(Referring expression data)
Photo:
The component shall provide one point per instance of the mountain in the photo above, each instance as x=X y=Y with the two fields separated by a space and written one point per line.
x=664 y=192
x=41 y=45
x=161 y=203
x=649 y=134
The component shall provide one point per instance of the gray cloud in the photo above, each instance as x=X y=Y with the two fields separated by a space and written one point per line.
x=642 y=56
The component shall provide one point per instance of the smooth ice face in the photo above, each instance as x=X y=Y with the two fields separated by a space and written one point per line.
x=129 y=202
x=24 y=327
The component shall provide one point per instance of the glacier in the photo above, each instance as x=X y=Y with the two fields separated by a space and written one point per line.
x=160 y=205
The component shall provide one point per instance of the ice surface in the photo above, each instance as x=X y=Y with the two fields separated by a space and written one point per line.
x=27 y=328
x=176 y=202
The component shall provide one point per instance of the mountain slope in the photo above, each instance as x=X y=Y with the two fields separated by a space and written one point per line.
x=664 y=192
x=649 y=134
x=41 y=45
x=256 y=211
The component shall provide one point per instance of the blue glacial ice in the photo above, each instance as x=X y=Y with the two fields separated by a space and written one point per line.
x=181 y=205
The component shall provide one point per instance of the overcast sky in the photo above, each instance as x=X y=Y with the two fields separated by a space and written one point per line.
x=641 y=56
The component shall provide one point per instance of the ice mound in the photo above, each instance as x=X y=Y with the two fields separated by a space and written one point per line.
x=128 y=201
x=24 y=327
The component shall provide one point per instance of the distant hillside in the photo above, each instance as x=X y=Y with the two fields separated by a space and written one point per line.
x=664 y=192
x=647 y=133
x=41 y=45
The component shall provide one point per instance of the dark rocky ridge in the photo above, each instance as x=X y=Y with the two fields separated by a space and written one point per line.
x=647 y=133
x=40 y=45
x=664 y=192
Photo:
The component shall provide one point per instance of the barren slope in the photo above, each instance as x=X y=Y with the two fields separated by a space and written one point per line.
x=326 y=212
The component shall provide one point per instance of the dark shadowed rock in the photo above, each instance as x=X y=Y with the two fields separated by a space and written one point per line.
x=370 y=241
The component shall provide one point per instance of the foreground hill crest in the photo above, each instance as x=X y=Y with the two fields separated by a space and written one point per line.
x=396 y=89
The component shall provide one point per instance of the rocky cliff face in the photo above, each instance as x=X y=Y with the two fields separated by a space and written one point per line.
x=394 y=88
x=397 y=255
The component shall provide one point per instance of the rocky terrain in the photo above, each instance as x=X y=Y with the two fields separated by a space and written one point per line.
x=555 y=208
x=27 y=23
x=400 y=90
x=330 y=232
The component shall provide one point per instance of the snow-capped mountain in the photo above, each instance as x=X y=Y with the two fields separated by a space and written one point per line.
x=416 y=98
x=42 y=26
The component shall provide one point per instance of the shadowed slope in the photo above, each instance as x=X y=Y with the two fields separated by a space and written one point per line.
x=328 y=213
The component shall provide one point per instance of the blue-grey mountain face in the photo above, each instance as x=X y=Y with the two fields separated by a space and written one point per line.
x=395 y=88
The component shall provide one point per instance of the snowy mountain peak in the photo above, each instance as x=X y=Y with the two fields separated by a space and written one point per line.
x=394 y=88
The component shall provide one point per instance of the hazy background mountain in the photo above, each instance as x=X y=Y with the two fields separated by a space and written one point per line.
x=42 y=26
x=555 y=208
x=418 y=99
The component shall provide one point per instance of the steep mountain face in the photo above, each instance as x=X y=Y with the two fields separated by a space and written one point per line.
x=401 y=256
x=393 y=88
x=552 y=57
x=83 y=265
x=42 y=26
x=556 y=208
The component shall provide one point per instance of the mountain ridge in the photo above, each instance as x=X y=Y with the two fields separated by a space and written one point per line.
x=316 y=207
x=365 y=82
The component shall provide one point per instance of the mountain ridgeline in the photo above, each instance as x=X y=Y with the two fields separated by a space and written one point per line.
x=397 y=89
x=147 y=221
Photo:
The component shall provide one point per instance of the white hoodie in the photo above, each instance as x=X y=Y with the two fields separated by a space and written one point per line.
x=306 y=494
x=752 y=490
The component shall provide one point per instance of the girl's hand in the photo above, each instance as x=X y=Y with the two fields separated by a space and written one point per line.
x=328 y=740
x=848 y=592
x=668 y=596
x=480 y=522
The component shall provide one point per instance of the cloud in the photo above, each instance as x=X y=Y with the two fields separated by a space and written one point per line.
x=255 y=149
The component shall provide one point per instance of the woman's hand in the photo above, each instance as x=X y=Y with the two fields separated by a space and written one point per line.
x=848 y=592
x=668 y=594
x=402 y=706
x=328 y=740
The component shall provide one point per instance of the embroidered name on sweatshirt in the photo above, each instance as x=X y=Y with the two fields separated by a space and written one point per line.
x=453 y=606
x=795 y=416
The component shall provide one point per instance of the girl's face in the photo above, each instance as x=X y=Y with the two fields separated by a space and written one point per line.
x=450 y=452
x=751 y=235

_TASK ITEM_
Print out every record again, exactly and in full.

_EXERCISE RESULT_
Photo:
The component shall provide one point per instance of the mountain in the photo above, each instance as x=X y=Y with the two fields separated by a space and written one point per line.
x=664 y=192
x=41 y=45
x=161 y=203
x=649 y=134
The component shall provide one point per instance of the gray cloud in the photo above, each instance as x=X y=Y with the two fields separated by a space and written one point per line.
x=642 y=56
The component shall provide one point per instance of the smooth ice face in the photo above, each instance as x=X y=Y with the two fields separated by a space and written one point per line.
x=129 y=202
x=24 y=327
The component shall provide one point per instance of the glacier in the photo above, each instance as x=X y=Y with the two fields separated by a space and written one point per line.
x=160 y=205
The component shall provide one point per instance of the ice surface in the photo above, each instance as x=X y=Y with the two fields separated by a space and written one point per line.
x=27 y=328
x=176 y=202
The component shall provide one point per instance of the mountain slope in the photo above, each instance as x=X y=Y with the two fields separated by a space and written one point per line.
x=664 y=192
x=649 y=134
x=41 y=45
x=256 y=211
The component shall provide one point per instance of the blue glacial ice in the photo above, each instance as x=X y=Y with the two fields separated by a space and written one point per line.
x=181 y=205
The component shall provide one point per instance of the overcast sky in the photo above, each instance as x=X y=Y with the two fields separated by a space and written one point per line.
x=641 y=56
The component shall provide one point per instance of the ice mound in the photo above, each instance as x=X y=Y with the two fields separated by a space and written one point per line.
x=128 y=201
x=24 y=327
The component shall provide one point per instance of the distant hillside in the photo above, each instance as x=X y=Y with the two fields separated by a space and written one point per line.
x=664 y=192
x=647 y=133
x=41 y=45
The component shall provide one point per instance of the dark rocky ridge in the photo above, each instance as x=X y=Y with the two fields separated by a space and written one point per line.
x=647 y=133
x=40 y=45
x=664 y=192
Photo:
The component shall provide one point per instance of the barren slope in the photo above, each instance as x=X y=Y with the two fields separated by a space and written one point per line.
x=326 y=212
The component shall provide one point per instance of the dark shadowed rock in the photo above, each instance as x=X y=Y with the two fields separated by a space and written one point per line.
x=370 y=241
The component shall provide one point per instance of the foreground hill crest in the photo above, each instance as x=X y=Y with the two fields separated by a space and written one point per line.
x=396 y=89
The component shall provide one point per instance of the rocky cliff face in the photo above, each instance as x=X y=Y with the two fields separated by a space and written one point per line.
x=394 y=88
x=397 y=255
The component shall provide one point per instance of the rocky terrain in the photo above, each instance as x=X y=Y with the two fields separated by a space and written one point per line.
x=555 y=208
x=27 y=23
x=400 y=90
x=330 y=232
The component shall provide one point per instance of the snow-capped mountain in the photo above, each instance as x=X y=Y with the two fields separated by a space and written one point per line.
x=416 y=98
x=42 y=26
The component shall provide one point per instance of the shadowed slope in the photo above, each instance as x=X y=Y with the two fields separated by a space and written one point per line.
x=328 y=213
The component shall provide one point per instance of the blue-grey mountain face in the photo above, each instance as x=X y=Y with the two fields separated by a space and written one point per line.
x=395 y=88
The component shall provide one point per instance of the snowy mountain peak in the photo above, each instance as x=X y=Y with the two fields separated by a space and written one point per line.
x=394 y=88
The component shall provide one point per instance of the hazy background mountain in the photo above, each instance as x=X y=Y with the two fields separated by a space and written one point per line.
x=42 y=26
x=555 y=208
x=418 y=99
The component shall provide one point per instance of the steep mountain face in the photo above, each instance as x=X y=Y with the two fields separated by a space and written one point per line.
x=401 y=256
x=393 y=88
x=552 y=57
x=83 y=265
x=42 y=26
x=556 y=208
The component shall provide one point per instance of the mountain ridge in the photo above, each instance as x=X y=Y with the two fields separated by a space and written one point per line.
x=316 y=207
x=365 y=82
The component shall provide one point per instance of the mountain ridgeline in the photo above, each instance as x=X y=Y with the two fields separated by a space and written one point per line.
x=397 y=89
x=147 y=221
Photo:
The component shall provide one point per instance of the white hoodie in the photo above, each instance as x=X y=Y with the two fields separated by a space and written one point per line.
x=306 y=494
x=752 y=490
The component shall provide one point per instance of the girl's hand in the photo above, each instance as x=X y=Y with the two fields separated by a space and written one point per line.
x=328 y=740
x=848 y=592
x=668 y=596
x=480 y=522
The component shall provide one point per instance of the cloud in the photo above, each instance as x=X y=Y with the two fields separated by a space and written one point per line.
x=255 y=149
The component shall provide one point per instance of the woman's hand in the photo above, each instance as x=X y=Y with the two fields separated by a space and written one point per line.
x=848 y=592
x=668 y=594
x=402 y=706
x=328 y=740
The component shall provide one point per instance of the embroidered name on sweatshirt in the photo above, each instance as x=X y=Y with the two fields separated by a space and written one point per line.
x=453 y=606
x=795 y=416
The component shall provide one point per instance of the girl's face in the photo above, each instance as x=X y=Y with the two fields separated by a space and written one point per line.
x=450 y=452
x=751 y=235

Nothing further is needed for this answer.